→ **What the task requires**
Count the lines in the records below that contain the string "target" and reply with the number alone.

→ **Record set**
>> Begin
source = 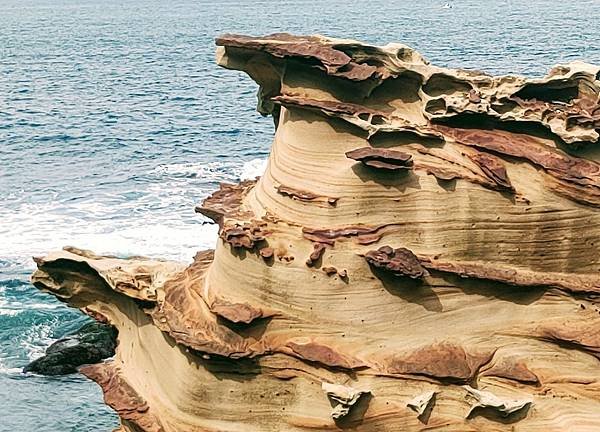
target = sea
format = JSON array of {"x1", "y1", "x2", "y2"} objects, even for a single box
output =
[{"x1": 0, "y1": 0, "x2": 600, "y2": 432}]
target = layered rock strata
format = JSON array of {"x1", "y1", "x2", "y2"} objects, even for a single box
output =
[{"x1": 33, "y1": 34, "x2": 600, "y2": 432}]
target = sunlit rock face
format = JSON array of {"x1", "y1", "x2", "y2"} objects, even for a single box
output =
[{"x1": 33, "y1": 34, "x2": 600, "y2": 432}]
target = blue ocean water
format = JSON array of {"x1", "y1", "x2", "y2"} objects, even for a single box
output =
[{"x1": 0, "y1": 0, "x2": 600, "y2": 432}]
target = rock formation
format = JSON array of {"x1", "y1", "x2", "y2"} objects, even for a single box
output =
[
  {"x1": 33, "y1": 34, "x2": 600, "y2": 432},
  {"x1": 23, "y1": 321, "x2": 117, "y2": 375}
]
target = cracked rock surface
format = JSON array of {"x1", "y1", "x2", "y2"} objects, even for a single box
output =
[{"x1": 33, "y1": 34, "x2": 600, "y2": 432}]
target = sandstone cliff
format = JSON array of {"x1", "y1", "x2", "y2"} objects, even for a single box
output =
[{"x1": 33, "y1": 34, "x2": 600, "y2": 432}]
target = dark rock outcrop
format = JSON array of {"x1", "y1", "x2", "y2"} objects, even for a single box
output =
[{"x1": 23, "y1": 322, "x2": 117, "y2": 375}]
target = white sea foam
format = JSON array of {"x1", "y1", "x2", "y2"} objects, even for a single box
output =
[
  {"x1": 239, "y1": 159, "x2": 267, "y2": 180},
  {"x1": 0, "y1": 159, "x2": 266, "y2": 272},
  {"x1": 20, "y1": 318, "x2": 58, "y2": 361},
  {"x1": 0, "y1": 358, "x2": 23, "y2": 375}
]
>> End
>> Begin
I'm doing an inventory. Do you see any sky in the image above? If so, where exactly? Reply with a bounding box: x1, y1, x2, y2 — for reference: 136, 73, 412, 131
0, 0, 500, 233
>> End
→ **Result below**
9